(The request):
Rewrite every line of the records below with "largest disc" changed to "biggest circle" wherever it occurs. Leave everything else as it is.
....
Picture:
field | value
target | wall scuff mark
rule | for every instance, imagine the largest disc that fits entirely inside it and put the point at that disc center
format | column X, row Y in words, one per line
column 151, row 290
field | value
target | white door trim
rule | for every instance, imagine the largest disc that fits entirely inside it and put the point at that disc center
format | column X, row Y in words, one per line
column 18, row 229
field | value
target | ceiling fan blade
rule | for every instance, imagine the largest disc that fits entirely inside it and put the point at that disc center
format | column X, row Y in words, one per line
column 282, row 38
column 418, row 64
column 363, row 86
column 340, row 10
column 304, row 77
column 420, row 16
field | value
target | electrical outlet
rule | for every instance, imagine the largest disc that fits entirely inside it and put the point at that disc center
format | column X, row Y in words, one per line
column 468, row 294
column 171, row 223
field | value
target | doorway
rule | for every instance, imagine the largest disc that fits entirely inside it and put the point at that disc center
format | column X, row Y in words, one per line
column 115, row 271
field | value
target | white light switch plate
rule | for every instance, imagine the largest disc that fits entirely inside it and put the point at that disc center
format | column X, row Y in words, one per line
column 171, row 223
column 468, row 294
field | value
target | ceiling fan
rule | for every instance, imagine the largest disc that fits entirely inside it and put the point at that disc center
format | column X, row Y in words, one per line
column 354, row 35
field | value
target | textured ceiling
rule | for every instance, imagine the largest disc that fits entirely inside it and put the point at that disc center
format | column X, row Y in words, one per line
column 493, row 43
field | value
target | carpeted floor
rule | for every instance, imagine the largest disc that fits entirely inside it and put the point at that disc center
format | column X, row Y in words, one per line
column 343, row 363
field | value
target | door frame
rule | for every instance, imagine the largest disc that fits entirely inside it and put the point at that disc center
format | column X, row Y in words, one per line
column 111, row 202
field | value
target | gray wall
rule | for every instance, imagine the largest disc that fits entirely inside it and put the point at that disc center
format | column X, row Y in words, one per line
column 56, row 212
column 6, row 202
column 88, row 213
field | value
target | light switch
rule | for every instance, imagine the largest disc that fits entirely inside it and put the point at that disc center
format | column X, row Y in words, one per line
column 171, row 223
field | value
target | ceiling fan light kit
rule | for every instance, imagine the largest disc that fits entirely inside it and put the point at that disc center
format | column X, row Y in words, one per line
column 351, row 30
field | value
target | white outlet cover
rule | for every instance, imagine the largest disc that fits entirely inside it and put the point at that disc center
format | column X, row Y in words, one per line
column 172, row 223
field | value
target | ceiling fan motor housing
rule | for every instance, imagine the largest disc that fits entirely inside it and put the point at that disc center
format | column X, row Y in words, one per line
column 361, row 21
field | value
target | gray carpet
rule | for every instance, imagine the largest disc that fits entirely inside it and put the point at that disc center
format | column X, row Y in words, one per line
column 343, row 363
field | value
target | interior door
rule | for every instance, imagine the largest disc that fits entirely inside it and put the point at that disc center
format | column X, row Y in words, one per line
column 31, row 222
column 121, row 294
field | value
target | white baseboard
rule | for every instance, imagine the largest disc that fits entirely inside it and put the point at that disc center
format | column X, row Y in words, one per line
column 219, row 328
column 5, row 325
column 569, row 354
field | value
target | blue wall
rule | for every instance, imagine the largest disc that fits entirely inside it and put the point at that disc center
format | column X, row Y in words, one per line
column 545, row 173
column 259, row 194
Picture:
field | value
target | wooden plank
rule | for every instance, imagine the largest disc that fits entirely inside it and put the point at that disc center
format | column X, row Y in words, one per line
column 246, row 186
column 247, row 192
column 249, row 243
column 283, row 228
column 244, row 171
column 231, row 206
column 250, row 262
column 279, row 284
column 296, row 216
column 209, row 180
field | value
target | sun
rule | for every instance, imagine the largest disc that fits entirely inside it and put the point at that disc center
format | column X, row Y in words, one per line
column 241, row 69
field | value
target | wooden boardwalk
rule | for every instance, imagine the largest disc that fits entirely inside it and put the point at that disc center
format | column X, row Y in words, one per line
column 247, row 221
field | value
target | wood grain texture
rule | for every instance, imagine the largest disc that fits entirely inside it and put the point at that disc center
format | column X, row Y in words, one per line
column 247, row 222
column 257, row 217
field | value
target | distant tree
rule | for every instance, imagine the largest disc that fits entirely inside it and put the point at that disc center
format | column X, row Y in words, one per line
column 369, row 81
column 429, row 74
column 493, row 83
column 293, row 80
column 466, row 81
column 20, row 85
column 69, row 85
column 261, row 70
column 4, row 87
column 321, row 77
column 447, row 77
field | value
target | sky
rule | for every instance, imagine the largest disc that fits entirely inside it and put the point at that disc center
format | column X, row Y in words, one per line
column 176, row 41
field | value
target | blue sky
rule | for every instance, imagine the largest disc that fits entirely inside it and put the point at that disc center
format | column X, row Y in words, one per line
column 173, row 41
....
(Correct answer):
Picture:
field | value
target | wall scuff mark
rule | for every instance, imagine the biggest circle that fits entirely inside it and put the point at that disc center
format | column X, row Y in words, one per line
column 151, row 290
field | value
target | white door trim
rule | for every instance, imagine the biggest circle that fits entirely inside it and put the point at that disc center
format | column X, row Y in words, one per line
column 18, row 229
field | value
target | ceiling fan blade
rule | for every instance, imagine the biggest circle that fits entirely inside it and put the point at that disc center
format | column X, row Y in words, one per line
column 282, row 38
column 418, row 64
column 363, row 86
column 340, row 10
column 304, row 77
column 420, row 16
field | value
target | electrical outlet
rule | for every instance, imagine the biggest circle that fits entirely inside it and put the point at that disc center
format | column X, row Y in words, one per line
column 468, row 294
column 171, row 223
field | value
target | doorway
rule | for every instance, imagine the biggest circle that fits entirely inside it and put the point at that disc center
format | column X, row Y in words, one per line
column 115, row 271
field | value
target | white light switch plate
rule | for every instance, imagine the biggest circle that fits entirely inside it and put the point at that disc center
format | column X, row Y in words, one per line
column 171, row 223
column 468, row 294
field | value
target | ceiling fan
rule | for every instance, imagine the biggest circle that fits entirely inside it and put the point at that disc center
format | column X, row Y in words, one per line
column 354, row 35
field | value
target | textured ceiling
rule | for every instance, imagine the biggest circle that fits entirely inside it and put the point at that disc center
format | column X, row Y in words, one per line
column 493, row 43
field | value
target | carpeted floor
rule | for every instance, imagine the biggest circle that fits entirely inside it and put the point at that disc center
format | column X, row Y in words, one per line
column 343, row 363
field | value
target | door frame
rule | for every instance, imagine the biggest circle that fits entirely inside it and put the point at that disc center
format | column X, row Y in words, one per line
column 111, row 202
field | value
target | gray wall
rule | for every instance, imagine the biggest circle that fits entirely inside it and put the point at that disc center
format | column X, row Y in words, one per line
column 56, row 212
column 6, row 202
column 88, row 213
field | value
target | light switch
rule | for every instance, imagine the biggest circle that fits entirely inside it and put the point at that disc center
format | column X, row Y in words, one per line
column 171, row 223
field | value
target | ceiling fan light kit
rule | for every instance, imagine the biggest circle that fits entirely inside it and put the point at that disc center
format | column X, row Y in words, one per line
column 351, row 30
field | value
target | white outlet cover
rule | for every instance, imagine the biggest circle that fits entirely inside it and put the point at that disc center
format | column X, row Y in words, one per line
column 172, row 223
field | value
target | ceiling fan motor housing
rule | for every instance, imagine the biggest circle that fits entirely inside it and put the point at that disc center
format | column X, row Y in words, one per line
column 361, row 21
field | value
target | gray carpet
rule | for every instance, imagine the biggest circle that fits entirely inside it and put the point at that disc center
format | column X, row Y in words, one per line
column 343, row 363
field | value
target | interior door
rule | for every instance, imagine the biggest circle that fits entirely inside it and put the point at that disc center
format | column X, row Y in words, one per line
column 31, row 222
column 121, row 294
field | value
target | white baseboard
rule | for every instance, imagine the biggest circle that fits entirely inside it and put the point at that disc center
format | column X, row Y in words, one per line
column 219, row 328
column 5, row 325
column 569, row 354
field | value
target | blue wall
rule | for every instance, imagine the biggest circle that fits entirely inside it and put the point at that disc center
format | column X, row Y in words, one per line
column 545, row 173
column 259, row 194
Picture:
field | value
target | wooden plank
rule | for every instance, imagine the biggest circle that fits entirely inside it and put the point at that disc center
format | column X, row Y in words, one per line
column 246, row 186
column 247, row 192
column 249, row 243
column 283, row 228
column 244, row 171
column 231, row 206
column 250, row 262
column 279, row 284
column 296, row 216
column 209, row 180
field | value
target | sun
rule | for every instance, imagine the biggest circle that fits entirely inside it and put the point at that disc center
format | column X, row Y in words, one per line
column 241, row 69
field | value
target | wooden boardwalk
rule | for every instance, imagine the biggest circle that fits entirely inside it and put the point at that disc center
format | column X, row Y in words, one per line
column 247, row 221
field | value
target | wood grain texture
rule | for every instance, imagine the biggest circle that fits entirely inside it and put the point at that disc center
format | column X, row Y in words, one per line
column 247, row 222
column 257, row 217
field | value
target | distant tree
rule | for every instance, imagine the biggest circle that fits entirely inside it and put the point at that disc center
format | column X, row Y in words, one per line
column 369, row 81
column 429, row 74
column 493, row 83
column 293, row 80
column 466, row 81
column 20, row 85
column 69, row 85
column 261, row 70
column 4, row 87
column 321, row 77
column 447, row 77
field | value
target | sky
rule | for every instance, imagine the biggest circle that fits entirely inside it and put the point at that disc center
format | column X, row Y in words, one per line
column 176, row 41
field | value
target | blue sky
rule | for every instance, imagine the biggest circle that fits entirely inside it and put the point at that disc center
format | column X, row Y in words, one per line
column 173, row 41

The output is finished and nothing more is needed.